** Directions **
Please output exactly the run of lines that starts at the line with "Target: leafy tree" and ends at the last line of the records below.

** Supplied information **
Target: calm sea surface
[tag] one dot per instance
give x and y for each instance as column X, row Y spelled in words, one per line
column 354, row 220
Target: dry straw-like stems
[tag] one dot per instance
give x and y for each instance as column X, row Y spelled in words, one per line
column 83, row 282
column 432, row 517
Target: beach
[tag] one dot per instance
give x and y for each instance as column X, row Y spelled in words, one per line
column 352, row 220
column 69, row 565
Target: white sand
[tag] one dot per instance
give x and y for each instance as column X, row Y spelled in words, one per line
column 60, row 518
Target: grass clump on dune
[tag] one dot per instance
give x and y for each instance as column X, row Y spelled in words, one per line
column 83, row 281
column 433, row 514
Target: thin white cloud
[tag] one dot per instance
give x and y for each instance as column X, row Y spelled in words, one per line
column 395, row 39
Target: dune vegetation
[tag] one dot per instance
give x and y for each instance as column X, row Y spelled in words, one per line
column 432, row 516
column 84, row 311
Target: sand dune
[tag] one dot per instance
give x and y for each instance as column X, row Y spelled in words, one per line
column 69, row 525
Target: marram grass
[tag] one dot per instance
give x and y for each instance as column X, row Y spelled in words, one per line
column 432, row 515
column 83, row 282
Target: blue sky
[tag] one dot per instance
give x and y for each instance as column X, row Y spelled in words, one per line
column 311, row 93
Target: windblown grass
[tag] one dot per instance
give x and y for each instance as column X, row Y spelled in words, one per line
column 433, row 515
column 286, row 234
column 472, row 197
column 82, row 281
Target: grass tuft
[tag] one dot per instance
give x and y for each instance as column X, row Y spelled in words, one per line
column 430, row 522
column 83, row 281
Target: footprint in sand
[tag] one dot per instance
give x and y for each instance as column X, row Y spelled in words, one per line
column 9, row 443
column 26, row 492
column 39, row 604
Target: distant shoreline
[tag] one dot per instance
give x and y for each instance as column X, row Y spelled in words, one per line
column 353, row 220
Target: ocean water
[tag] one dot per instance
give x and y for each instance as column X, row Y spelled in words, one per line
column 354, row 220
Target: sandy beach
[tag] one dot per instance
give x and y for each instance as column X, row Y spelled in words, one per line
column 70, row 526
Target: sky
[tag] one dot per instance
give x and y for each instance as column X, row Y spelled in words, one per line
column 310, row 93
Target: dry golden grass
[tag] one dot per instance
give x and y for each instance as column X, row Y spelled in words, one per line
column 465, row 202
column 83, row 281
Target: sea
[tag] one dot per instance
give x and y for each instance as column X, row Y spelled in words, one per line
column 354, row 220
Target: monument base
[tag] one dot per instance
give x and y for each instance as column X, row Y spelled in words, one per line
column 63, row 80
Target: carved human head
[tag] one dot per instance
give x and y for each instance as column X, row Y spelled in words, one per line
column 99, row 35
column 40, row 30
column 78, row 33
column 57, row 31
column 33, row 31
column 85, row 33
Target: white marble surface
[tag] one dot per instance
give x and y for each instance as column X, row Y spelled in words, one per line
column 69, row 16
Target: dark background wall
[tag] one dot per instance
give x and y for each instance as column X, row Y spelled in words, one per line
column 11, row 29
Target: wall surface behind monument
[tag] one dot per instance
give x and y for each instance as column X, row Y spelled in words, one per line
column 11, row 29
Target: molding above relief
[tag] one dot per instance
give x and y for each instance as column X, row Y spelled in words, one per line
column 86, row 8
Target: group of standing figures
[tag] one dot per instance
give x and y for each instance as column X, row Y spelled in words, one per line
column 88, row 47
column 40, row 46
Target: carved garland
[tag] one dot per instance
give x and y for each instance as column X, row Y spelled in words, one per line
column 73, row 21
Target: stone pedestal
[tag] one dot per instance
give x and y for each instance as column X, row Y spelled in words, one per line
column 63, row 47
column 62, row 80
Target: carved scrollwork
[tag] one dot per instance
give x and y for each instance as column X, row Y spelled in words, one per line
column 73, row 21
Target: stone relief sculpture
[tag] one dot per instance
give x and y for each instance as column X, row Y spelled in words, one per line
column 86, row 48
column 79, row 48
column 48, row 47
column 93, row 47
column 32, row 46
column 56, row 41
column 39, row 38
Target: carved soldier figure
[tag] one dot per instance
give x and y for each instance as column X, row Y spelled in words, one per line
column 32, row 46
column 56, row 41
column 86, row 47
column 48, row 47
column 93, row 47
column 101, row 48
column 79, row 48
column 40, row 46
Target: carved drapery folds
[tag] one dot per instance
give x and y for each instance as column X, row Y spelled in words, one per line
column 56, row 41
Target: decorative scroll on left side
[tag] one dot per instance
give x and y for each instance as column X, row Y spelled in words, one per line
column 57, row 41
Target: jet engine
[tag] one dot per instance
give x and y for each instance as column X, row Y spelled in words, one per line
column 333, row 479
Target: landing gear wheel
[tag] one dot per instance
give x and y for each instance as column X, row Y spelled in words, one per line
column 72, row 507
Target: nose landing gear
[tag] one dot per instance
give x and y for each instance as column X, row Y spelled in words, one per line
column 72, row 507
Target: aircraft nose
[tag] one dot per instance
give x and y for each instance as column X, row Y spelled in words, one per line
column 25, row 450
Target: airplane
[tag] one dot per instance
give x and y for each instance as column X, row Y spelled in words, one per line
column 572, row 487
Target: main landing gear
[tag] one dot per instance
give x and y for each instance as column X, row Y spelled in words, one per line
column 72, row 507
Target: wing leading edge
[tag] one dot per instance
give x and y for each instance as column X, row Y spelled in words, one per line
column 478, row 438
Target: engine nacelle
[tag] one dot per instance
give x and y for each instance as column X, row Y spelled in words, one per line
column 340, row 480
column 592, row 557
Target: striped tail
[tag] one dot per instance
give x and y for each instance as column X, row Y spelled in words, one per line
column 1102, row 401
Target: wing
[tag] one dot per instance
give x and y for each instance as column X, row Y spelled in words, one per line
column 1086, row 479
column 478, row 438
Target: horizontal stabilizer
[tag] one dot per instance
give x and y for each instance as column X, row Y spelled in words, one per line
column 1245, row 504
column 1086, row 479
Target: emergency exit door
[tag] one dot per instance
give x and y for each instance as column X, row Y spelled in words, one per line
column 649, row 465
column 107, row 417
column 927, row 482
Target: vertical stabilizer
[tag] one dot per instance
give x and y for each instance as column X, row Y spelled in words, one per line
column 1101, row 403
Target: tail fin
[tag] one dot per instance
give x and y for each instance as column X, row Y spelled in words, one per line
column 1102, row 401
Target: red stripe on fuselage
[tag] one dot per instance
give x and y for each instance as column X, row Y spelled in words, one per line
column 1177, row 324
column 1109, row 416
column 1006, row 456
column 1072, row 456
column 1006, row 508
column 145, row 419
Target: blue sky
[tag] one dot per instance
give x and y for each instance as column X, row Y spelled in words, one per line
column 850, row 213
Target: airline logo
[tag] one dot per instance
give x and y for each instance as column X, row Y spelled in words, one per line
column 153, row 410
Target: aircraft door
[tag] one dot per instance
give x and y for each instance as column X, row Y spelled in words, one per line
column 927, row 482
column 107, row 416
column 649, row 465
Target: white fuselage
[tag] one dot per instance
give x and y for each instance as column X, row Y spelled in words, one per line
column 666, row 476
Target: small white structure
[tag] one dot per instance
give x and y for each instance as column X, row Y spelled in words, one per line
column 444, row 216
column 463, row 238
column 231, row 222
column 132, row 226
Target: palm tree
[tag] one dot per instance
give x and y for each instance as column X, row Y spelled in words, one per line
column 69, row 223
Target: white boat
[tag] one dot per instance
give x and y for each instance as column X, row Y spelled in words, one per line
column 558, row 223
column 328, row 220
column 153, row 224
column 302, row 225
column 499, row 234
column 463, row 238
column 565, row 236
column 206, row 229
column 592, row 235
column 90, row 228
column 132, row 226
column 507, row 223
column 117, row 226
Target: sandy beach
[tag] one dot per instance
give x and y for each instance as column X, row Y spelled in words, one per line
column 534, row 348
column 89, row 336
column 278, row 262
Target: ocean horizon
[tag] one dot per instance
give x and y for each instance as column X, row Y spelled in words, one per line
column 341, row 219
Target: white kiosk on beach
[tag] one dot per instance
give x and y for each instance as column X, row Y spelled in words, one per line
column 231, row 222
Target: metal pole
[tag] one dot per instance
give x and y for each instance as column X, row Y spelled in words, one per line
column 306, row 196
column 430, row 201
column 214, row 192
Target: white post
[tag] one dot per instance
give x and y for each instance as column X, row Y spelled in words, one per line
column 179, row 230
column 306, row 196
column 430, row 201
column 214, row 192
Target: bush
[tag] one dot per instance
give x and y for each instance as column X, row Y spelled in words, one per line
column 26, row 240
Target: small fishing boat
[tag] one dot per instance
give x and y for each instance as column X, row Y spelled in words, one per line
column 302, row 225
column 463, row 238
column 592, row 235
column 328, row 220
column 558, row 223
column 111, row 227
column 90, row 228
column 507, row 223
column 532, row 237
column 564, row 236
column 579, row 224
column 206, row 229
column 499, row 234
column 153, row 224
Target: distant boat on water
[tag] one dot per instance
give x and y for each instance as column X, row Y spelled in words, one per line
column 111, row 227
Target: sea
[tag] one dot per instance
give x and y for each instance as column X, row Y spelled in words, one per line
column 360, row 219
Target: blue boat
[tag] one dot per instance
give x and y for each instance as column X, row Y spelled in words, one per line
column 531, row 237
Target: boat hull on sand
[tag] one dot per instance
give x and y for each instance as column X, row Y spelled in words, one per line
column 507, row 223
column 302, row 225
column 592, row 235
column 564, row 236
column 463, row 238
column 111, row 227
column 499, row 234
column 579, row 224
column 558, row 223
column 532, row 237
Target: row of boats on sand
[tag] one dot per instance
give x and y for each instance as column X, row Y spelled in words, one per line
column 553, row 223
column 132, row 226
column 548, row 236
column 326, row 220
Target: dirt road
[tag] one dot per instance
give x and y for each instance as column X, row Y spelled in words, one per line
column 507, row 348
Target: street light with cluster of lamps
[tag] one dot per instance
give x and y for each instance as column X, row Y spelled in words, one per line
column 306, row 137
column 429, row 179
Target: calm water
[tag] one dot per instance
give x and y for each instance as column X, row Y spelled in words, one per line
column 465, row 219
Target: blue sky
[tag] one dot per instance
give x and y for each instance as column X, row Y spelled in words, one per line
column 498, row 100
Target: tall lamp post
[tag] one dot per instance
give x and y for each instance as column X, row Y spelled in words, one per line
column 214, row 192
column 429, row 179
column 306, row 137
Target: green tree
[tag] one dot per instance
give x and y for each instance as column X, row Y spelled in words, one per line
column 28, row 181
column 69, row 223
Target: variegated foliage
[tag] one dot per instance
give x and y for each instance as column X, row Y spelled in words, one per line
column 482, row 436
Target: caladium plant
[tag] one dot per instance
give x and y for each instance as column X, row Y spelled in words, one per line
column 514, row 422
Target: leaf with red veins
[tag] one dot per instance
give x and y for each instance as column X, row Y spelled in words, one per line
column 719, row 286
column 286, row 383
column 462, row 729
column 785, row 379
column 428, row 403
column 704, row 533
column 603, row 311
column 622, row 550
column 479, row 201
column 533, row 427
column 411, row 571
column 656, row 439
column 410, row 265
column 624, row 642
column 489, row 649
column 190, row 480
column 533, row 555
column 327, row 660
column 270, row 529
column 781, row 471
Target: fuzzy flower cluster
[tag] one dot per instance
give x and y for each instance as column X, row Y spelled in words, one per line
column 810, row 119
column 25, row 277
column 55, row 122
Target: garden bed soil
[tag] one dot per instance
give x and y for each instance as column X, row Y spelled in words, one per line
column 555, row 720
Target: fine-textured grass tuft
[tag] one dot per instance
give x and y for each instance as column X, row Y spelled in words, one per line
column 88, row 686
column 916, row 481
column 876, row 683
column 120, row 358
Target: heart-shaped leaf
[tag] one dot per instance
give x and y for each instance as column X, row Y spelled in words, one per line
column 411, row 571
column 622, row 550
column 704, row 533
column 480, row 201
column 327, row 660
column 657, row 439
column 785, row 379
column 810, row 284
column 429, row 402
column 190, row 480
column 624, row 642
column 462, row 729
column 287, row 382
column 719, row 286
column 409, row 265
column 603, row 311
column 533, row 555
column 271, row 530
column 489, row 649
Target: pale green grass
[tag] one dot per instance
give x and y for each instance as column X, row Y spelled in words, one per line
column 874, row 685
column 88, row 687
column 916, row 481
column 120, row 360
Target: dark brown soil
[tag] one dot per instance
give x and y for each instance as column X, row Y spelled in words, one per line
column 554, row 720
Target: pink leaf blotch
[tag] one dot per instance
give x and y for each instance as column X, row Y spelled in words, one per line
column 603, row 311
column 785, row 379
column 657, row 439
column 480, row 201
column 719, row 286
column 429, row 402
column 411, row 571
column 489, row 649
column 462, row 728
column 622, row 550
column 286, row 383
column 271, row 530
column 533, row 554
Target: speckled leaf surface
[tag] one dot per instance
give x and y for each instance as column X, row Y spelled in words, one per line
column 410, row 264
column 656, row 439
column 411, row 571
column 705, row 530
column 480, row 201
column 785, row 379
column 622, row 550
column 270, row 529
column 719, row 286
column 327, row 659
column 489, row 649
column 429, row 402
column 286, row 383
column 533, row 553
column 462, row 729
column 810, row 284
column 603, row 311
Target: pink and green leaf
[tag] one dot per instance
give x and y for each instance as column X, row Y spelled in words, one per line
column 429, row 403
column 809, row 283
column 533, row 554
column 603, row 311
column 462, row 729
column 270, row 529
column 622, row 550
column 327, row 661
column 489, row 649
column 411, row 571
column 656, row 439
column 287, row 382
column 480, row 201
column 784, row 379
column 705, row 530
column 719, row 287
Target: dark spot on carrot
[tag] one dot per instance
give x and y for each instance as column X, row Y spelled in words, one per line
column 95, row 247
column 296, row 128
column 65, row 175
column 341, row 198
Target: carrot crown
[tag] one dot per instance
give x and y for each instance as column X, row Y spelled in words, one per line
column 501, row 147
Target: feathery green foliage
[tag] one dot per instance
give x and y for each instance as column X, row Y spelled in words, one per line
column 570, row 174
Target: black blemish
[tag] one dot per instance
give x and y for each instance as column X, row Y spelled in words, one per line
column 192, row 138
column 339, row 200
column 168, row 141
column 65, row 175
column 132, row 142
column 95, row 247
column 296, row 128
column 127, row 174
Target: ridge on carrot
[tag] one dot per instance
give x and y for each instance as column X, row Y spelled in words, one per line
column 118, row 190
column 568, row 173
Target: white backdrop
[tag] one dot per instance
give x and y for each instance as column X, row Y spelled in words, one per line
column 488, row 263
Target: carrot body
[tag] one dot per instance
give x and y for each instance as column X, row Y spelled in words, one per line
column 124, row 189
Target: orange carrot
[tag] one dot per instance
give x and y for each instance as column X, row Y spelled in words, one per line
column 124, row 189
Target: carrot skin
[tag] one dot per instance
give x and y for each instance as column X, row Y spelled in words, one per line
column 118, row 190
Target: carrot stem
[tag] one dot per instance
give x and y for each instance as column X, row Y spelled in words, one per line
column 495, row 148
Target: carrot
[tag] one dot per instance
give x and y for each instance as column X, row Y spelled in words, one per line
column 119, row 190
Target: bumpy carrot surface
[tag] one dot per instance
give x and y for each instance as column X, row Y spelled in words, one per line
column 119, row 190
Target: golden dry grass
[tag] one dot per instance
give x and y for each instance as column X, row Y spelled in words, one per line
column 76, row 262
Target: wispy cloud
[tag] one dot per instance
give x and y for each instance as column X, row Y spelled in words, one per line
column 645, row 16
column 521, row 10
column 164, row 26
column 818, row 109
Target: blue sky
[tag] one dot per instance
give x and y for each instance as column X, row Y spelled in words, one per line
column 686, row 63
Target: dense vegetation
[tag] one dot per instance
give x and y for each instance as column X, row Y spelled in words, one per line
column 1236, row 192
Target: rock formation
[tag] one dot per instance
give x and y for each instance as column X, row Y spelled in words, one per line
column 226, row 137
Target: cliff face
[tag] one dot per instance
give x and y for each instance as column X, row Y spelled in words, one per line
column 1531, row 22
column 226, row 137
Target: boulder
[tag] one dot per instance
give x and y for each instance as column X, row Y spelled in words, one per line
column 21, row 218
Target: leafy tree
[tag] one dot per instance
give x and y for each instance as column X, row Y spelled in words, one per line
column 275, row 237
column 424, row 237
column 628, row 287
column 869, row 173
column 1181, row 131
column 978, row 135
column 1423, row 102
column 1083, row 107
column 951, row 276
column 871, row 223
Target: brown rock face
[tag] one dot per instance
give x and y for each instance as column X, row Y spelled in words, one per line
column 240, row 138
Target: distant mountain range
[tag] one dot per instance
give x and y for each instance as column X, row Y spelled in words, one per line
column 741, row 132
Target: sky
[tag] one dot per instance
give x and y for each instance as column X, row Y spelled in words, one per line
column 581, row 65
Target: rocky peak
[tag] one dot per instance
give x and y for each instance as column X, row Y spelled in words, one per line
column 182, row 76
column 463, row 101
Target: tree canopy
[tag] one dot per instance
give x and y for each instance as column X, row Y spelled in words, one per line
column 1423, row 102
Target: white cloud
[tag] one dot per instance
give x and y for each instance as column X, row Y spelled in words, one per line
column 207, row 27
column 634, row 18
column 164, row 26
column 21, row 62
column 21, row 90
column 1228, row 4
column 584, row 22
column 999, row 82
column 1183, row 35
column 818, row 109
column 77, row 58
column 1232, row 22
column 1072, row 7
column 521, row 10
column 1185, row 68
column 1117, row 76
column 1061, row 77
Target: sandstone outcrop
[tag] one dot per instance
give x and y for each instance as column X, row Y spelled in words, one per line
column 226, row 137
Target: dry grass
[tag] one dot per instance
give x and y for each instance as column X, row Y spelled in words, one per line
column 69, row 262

** Response for this exercise **
Target: leafy tree
[tag] one dot per instance
give x and y for each instance as column X, row Y spelled in words, one per line
column 275, row 237
column 424, row 237
column 628, row 287
column 869, row 173
column 1181, row 131
column 978, row 135
column 1423, row 102
column 1083, row 107
column 951, row 276
column 871, row 223
Target: brown rock face
[tag] one dot per instance
give x and y for each instance as column X, row Y spelled in words, one per line
column 240, row 138
Target: distant mountain range
[tag] one dot per instance
give x and y for each instance as column X, row Y spelled in words, one per line
column 741, row 132
Target: sky
[tag] one dot per instance
give x and y for each instance as column X, row Y spelled in words, one per line
column 581, row 65
Target: rocky peak
[tag] one dot per instance
give x and y for each instance as column X, row Y spelled in words, one per line
column 182, row 76
column 463, row 101
Target: tree canopy
[tag] one dot per instance
give x and y for each instance as column X, row Y spelled in words, one per line
column 1423, row 102
Target: white cloud
[tag] one dot per instance
give x and y for each instance as column X, row Y spelled in words, one per line
column 207, row 27
column 634, row 18
column 164, row 26
column 21, row 62
column 21, row 90
column 1228, row 4
column 584, row 22
column 999, row 82
column 1183, row 35
column 818, row 109
column 77, row 58
column 1232, row 22
column 1072, row 7
column 521, row 10
column 1185, row 68
column 1117, row 76
column 1061, row 77
Target: sandstone outcrop
[tag] one dot per instance
give x and y for each instance as column X, row Y spelled in words, one per line
column 226, row 137
Target: dry grass
[tag] one dot per instance
give x and y for each instance as column X, row Y spelled in words, one per line
column 69, row 262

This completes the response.